** start of Given records **
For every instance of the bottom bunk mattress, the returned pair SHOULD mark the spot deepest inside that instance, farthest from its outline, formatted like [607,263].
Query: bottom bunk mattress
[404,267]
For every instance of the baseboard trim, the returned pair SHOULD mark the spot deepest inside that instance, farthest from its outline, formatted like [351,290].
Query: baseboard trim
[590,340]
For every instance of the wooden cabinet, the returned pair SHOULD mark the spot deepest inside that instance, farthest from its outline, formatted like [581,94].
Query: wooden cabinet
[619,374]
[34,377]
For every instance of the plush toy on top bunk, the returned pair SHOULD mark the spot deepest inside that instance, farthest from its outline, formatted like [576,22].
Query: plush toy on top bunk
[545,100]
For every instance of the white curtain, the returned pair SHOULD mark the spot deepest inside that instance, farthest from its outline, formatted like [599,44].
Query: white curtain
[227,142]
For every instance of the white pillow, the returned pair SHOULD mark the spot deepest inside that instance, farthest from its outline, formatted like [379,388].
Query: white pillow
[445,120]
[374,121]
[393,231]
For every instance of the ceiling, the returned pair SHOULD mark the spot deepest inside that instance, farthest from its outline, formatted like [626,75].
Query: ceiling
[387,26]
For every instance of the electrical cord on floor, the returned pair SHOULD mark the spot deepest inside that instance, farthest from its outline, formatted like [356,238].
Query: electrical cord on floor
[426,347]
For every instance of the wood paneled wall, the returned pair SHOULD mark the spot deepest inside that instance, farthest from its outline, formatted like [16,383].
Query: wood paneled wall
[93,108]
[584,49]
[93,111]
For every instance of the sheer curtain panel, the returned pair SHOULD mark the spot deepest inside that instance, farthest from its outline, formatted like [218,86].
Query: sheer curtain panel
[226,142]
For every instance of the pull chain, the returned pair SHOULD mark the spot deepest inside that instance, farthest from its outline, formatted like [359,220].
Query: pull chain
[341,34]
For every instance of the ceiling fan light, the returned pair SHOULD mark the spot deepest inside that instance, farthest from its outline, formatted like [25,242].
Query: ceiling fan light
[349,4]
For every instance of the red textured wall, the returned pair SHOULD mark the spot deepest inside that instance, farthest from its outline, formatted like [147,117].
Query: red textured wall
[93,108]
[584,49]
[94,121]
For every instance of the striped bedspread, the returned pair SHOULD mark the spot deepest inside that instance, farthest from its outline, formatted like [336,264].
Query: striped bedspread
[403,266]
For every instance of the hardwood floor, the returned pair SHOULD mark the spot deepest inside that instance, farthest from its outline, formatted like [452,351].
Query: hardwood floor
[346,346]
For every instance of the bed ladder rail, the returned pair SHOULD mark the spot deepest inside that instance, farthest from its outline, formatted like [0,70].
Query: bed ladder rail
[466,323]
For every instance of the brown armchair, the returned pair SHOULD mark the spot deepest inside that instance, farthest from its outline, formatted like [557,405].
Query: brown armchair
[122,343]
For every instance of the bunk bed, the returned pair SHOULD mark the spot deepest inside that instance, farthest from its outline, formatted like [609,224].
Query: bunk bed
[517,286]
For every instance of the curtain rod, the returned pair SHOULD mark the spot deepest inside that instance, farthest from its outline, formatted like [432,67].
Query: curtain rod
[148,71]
** end of Given records **
Your goal: Starting with the line that contains "For every instance of the brown" and going on through the end of the listing, reproduce those lines with "curtain rod" replaced by "drapery rod" and everything else left unchanged.

Task result:
For every instance of the brown armchair, the returned pair SHOULD mark the spot deepest inside that instance, farthest from its outline, formatted like [557,405].
Query: brown armchair
[122,343]
For every instance of the bunk bed, the returned pair SHOULD mark the spot deepest inside that instance, farthest from its outline, formatted like [609,224].
Query: bunk bed
[517,286]
For every instance of the drapery rod, the returned pair SHOULD mark the spot deepest inside that instance, farthest from its outline, formatted like [432,67].
Query: drapery rod
[148,71]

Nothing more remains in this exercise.